▸ Brief: Reproduce the rows below word for word, beginning at the line that contains "task: give the mask of every instance of the **tall" and stopping after the line that contains "[[[449,47],[449,18],[442,17],[442,46]]]".
---- Data lines
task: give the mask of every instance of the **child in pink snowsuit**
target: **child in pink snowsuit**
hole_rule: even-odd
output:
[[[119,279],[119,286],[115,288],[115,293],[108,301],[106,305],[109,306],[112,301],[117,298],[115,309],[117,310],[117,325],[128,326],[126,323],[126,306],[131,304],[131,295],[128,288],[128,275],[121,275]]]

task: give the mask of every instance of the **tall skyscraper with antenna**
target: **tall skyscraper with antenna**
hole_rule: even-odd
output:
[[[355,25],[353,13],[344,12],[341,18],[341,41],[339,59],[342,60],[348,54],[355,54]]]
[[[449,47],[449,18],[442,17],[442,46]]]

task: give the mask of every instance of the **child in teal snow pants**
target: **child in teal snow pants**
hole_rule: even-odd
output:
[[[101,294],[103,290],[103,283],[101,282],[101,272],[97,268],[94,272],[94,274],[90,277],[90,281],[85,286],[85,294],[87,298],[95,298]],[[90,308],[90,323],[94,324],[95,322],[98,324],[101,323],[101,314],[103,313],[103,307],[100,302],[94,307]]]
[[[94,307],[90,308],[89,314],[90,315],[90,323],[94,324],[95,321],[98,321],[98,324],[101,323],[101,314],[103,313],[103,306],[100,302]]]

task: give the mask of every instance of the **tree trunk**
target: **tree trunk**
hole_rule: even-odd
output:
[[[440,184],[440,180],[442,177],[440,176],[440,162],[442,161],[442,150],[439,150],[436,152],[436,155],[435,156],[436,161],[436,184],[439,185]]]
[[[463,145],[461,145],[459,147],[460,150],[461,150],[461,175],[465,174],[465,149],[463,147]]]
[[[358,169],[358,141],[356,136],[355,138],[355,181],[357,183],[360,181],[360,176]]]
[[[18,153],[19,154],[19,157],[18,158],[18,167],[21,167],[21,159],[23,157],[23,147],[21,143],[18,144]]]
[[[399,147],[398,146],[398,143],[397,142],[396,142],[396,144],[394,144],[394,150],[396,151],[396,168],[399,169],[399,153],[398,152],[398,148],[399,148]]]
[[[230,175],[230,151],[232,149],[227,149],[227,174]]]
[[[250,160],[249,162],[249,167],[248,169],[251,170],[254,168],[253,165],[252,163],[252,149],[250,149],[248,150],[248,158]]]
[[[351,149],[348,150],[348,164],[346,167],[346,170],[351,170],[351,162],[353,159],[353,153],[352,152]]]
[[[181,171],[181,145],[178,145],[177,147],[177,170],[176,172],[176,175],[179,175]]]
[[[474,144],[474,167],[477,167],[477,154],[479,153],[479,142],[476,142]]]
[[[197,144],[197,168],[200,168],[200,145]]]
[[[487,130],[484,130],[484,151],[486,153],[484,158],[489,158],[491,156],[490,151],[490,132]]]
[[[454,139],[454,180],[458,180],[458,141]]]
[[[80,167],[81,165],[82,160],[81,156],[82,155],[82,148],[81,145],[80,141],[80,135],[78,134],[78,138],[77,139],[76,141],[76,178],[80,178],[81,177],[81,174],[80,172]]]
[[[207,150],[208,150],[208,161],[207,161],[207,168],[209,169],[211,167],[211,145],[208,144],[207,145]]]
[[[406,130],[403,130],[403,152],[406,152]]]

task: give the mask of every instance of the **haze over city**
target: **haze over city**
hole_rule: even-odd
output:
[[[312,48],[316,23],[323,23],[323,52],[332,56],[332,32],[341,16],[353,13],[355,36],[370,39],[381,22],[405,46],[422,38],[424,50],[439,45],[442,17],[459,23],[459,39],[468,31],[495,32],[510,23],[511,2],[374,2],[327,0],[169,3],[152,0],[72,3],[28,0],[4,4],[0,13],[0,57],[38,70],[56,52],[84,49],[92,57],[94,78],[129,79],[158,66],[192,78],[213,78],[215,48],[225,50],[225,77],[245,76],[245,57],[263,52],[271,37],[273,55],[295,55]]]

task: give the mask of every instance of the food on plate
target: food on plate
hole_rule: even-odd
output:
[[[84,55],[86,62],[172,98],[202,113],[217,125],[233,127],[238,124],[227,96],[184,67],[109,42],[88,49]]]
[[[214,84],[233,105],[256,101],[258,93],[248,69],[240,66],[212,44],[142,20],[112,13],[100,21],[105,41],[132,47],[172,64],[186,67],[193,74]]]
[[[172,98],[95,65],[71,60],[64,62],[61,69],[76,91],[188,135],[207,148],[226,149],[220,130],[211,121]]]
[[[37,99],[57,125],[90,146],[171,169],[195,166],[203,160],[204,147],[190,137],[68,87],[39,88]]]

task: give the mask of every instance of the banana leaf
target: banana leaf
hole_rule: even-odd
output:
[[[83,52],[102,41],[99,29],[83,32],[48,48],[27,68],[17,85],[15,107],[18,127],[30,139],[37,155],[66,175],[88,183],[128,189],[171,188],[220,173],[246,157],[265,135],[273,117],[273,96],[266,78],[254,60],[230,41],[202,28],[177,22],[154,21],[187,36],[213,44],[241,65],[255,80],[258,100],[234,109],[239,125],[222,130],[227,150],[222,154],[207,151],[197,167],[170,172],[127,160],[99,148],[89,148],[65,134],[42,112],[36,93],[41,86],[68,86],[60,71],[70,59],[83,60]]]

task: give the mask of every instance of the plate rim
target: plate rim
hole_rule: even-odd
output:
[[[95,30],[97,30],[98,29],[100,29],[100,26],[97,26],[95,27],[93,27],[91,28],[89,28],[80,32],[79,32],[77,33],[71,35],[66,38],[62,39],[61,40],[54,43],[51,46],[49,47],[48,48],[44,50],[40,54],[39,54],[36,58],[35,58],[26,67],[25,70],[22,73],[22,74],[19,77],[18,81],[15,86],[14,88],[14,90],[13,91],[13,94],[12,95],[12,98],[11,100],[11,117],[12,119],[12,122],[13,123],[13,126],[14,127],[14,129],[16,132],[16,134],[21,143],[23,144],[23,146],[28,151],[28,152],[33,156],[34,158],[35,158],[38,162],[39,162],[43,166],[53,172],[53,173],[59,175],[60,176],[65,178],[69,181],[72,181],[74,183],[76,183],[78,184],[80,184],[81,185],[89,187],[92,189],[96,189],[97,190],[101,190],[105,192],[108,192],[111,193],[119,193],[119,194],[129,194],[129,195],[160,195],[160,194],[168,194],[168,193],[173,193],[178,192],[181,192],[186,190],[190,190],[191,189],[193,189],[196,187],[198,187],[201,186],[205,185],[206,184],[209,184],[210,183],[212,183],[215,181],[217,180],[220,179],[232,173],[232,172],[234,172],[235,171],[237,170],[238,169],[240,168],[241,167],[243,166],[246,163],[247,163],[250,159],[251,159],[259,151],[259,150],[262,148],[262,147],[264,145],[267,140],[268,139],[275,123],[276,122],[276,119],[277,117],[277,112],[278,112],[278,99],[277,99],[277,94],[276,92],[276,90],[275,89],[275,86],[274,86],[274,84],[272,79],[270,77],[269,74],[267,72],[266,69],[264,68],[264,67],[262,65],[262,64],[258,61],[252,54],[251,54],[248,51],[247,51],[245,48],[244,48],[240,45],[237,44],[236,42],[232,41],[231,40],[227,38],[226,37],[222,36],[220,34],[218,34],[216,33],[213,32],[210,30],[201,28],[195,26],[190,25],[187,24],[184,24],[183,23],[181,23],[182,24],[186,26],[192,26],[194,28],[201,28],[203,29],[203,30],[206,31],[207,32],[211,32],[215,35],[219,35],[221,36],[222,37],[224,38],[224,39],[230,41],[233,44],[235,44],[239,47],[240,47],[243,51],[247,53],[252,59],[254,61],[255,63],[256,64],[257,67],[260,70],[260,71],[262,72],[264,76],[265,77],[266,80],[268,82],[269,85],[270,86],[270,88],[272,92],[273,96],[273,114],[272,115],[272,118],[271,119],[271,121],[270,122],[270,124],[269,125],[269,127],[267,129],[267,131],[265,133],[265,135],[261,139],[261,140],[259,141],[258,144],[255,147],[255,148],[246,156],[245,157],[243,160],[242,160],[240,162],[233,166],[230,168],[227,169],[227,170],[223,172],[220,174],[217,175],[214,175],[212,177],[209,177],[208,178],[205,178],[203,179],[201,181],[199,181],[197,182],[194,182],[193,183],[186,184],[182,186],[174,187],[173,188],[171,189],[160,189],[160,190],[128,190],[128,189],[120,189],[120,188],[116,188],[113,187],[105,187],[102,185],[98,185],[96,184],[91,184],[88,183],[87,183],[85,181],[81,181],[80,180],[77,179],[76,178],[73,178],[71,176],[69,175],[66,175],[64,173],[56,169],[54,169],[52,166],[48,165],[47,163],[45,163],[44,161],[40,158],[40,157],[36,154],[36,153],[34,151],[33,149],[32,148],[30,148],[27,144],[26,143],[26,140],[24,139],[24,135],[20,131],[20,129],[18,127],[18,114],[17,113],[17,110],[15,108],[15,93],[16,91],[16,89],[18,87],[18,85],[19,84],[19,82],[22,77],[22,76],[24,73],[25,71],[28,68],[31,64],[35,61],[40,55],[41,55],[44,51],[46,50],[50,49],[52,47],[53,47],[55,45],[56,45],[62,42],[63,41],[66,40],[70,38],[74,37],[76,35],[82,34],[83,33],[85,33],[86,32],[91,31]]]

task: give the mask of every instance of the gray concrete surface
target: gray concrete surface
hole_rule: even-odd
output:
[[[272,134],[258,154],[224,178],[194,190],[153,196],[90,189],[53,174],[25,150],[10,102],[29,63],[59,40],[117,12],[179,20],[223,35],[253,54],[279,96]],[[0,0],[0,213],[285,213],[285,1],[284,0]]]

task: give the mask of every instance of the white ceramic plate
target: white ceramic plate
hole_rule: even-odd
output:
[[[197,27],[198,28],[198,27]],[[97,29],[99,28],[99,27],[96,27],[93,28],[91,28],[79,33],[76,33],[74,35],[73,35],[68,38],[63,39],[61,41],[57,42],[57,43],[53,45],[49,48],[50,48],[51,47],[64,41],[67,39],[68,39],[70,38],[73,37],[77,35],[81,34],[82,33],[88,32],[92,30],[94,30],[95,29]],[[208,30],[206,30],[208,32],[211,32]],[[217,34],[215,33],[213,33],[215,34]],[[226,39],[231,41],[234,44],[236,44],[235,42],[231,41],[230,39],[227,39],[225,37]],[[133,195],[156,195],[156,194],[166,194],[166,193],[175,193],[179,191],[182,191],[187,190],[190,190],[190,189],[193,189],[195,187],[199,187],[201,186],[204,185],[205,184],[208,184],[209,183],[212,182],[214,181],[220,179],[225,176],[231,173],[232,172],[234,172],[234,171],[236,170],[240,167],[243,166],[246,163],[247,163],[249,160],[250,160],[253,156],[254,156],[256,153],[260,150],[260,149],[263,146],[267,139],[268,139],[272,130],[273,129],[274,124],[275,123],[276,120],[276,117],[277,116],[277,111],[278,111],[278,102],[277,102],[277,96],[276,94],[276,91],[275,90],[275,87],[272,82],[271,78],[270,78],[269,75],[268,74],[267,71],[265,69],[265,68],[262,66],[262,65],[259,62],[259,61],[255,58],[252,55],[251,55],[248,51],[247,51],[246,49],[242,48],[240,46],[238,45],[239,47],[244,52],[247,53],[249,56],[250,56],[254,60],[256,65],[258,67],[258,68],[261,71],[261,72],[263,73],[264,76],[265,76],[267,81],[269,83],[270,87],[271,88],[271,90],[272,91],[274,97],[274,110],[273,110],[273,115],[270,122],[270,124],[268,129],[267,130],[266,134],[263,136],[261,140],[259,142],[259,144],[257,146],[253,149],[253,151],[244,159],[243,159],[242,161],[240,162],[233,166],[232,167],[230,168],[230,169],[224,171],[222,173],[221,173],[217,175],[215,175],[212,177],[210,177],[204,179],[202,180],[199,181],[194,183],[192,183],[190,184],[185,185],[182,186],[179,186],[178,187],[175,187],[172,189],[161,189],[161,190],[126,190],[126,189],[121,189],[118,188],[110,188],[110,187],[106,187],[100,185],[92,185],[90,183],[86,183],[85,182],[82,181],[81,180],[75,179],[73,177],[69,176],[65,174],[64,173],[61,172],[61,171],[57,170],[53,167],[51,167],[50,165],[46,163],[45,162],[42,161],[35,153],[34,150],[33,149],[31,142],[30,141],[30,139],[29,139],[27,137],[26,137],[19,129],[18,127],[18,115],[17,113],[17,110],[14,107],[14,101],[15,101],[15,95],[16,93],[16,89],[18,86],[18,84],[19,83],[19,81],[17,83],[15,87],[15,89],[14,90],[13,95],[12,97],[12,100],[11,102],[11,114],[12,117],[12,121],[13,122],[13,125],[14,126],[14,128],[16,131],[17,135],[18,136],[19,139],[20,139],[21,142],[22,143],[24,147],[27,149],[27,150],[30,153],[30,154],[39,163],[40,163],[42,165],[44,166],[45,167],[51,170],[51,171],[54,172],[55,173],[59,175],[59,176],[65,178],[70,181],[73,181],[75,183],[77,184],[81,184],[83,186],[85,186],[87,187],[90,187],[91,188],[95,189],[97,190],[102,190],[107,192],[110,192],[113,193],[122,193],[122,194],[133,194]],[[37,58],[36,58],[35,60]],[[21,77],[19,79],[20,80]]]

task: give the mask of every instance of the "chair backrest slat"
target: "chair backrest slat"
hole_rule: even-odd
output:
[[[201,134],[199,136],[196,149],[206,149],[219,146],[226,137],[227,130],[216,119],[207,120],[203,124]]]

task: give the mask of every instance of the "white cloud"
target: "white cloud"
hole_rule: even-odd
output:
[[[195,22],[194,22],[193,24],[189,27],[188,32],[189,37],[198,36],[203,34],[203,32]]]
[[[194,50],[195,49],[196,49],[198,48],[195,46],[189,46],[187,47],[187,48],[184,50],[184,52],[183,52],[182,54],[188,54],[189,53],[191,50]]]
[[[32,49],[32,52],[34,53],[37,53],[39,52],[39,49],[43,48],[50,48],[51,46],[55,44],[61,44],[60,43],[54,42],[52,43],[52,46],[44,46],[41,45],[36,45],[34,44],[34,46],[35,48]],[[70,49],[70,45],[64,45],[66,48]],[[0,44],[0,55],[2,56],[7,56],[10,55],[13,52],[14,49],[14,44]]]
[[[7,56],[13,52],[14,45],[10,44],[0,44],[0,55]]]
--------
▸ Exercise result:
task: give the mask of every instance of the **tall skyscraper with antenna**
target: **tall skyscraper with antenna**
hole_rule: even-odd
output:
[[[355,25],[353,13],[344,12],[341,18],[341,41],[339,59],[342,60],[348,54],[355,54]]]
[[[449,47],[449,18],[442,17],[442,46]]]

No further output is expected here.